_SUPPLIED TEXT_:
____
Yes, forgot to mention the possible hazards of the dish. Whatever liquor you're using will create a flame. Brandy is especially flammable, so take caution when preparing it.


----------



## Greg Who Cooks (Mar 5, 2012)

The Wikipedia: flambé article has a good warning: "For safety reasons, it is recommended that alcohol never be added to a  pan on a burner, and that the cook use a long fireplace match." (They also warn against using Everclear or 151 proof liquors which are much too flammable for this application, and suggest instead liquors with about 40% or 80 proof alcohol content.)


----------



## taxlady (Mar 5, 2012)

Gourmet Greg said:


> The Wikipedia: flambé article has a good warning: "For safety reasons, it is recommended that alcohol never be added to a  pan on a burner, and that the cook use a long fireplace match." (They also warn against using Everclear or 151 proof liquors which are much too flammable for this application, and suggest instead liquors with about 40% or 80 proof alcohol content.)
____
Copy the stretch of the flambé thread from "## Greg Who" through "taxlady (Mar 5, 2012)", replacing "fireplace match" with "grill lighter".

_SUPPLIED MATERIAL_:
____
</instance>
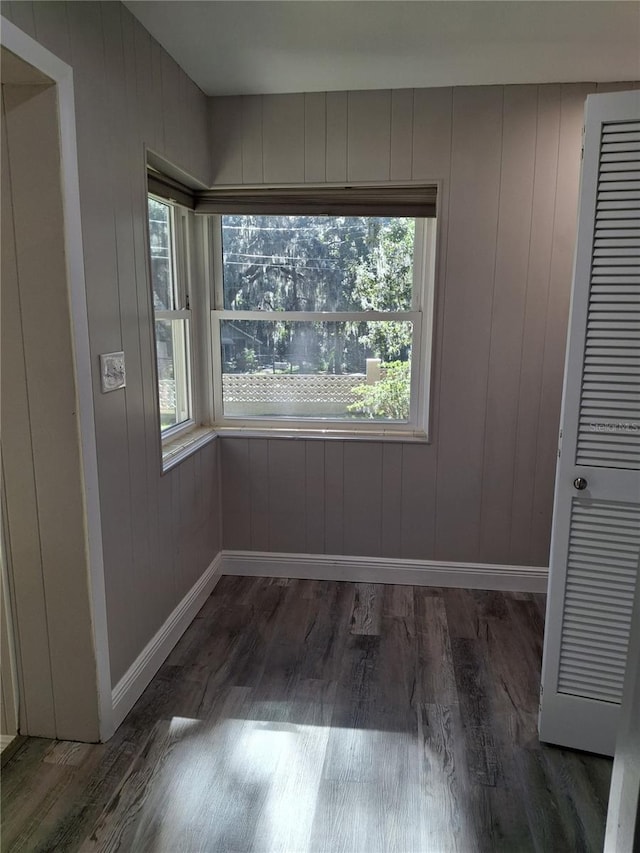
____
_RESPONSE BOX_:
## Greg Who Cooks (Mar 5, 2012)

The Wikipedia: flambé article has a good warning: "For safety reasons, it is recommended that alcohol never be added to a  pan on a burner, and that the cook use a long grill lighter." (They also warn against using Everclear or 151 proof liquors which are much too flammable for this application, and suggest instead liquors with about 40% or 80 proof alcohol content.)


----------



## taxlady (Mar 5, 2012)